Work to do:
1. Reproduce the stretch of the Cobra Oil & Gas opinion from "Cobra Oil &" through "writ of mandamus.", without changes.
2. In the Cobra Oil & Gas opinion, what is the ruling on the relator's motion for rehearing?
─── Extract
Cobra Oil & Gas Corporation v. Sadler

ON MOTION FOR REHEARING

POPE, Justice.

Relator’s motion for rehearing is overruled. The scant record before this court consists essentially of an affidavit by Cobra, two affidavits by the Land Commissioner, and some affidavits concerning collateral matters. The two controlling affidavits are discussed in the original opinion. On motion for rehearing, Cobra has advanced a number of additional reasons in support of its prayer for a mandamus, but it has not produced proof that meets the settled standards required for our issuance of a writ of mandamus.
──────
─── Listed records
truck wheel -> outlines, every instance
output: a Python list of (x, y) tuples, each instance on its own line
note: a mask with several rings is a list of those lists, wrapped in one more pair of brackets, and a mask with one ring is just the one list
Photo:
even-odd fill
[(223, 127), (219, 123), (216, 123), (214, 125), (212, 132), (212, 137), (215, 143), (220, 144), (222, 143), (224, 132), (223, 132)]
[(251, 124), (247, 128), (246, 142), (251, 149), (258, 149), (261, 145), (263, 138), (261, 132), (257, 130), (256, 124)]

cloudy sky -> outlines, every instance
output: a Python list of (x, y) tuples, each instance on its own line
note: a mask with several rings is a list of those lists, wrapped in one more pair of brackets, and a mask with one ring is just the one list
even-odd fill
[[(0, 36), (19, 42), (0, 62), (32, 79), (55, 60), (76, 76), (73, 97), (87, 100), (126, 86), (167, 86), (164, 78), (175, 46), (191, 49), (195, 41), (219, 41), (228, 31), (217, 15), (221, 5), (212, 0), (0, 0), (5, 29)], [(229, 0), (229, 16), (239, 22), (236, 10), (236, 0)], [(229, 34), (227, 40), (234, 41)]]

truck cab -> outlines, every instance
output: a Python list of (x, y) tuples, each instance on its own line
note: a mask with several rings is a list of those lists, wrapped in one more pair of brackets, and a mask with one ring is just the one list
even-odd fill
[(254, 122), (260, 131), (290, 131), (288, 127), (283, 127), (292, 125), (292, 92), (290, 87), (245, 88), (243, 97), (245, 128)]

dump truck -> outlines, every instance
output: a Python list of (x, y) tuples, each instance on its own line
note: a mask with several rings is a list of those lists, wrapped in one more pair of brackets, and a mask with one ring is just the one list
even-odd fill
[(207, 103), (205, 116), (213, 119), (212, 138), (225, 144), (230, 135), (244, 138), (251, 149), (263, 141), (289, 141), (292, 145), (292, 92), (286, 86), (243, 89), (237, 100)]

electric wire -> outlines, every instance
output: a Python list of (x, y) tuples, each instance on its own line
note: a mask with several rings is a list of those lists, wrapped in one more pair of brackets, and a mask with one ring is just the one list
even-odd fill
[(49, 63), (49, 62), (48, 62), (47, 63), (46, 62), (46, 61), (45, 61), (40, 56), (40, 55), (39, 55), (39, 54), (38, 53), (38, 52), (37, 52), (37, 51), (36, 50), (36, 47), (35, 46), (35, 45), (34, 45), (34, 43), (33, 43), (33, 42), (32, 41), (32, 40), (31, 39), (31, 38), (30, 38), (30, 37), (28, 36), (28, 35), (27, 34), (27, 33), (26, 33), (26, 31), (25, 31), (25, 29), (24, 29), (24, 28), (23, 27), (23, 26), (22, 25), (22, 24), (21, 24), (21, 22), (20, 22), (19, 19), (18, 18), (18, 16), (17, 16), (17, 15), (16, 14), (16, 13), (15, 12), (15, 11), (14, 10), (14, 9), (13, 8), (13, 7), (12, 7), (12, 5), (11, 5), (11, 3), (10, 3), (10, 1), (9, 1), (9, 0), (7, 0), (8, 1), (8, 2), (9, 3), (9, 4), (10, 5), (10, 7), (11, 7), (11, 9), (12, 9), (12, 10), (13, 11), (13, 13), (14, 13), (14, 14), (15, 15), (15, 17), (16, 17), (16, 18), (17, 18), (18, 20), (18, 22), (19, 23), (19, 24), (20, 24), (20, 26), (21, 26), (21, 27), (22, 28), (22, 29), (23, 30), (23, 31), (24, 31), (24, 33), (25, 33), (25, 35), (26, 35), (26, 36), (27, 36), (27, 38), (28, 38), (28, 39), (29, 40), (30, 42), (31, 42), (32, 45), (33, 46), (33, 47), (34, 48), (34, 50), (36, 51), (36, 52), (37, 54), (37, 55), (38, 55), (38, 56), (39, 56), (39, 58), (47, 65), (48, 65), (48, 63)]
──────
Solutions to each task:
1.
Cobra Oil & Gas Corporation v. Sadler

ON MOTION FOR REHEARING

POPE, Justice.

Relator’s motion for rehearing is overruled. The scant record before this court consists essentially of an affidavit by Cobra, two affidavits by the Land Commissioner, and some affidavits concerning collateral matters. The two controlling affidavits are discussed in the original opinion. On motion for rehearing, Cobra has advanced a number of additional reasons in support of its prayer for a mandamus, but it has not produced proof that meets the settled standards required for our issuance of a writ of mandamus.

2. The motion for rehearing is overruled.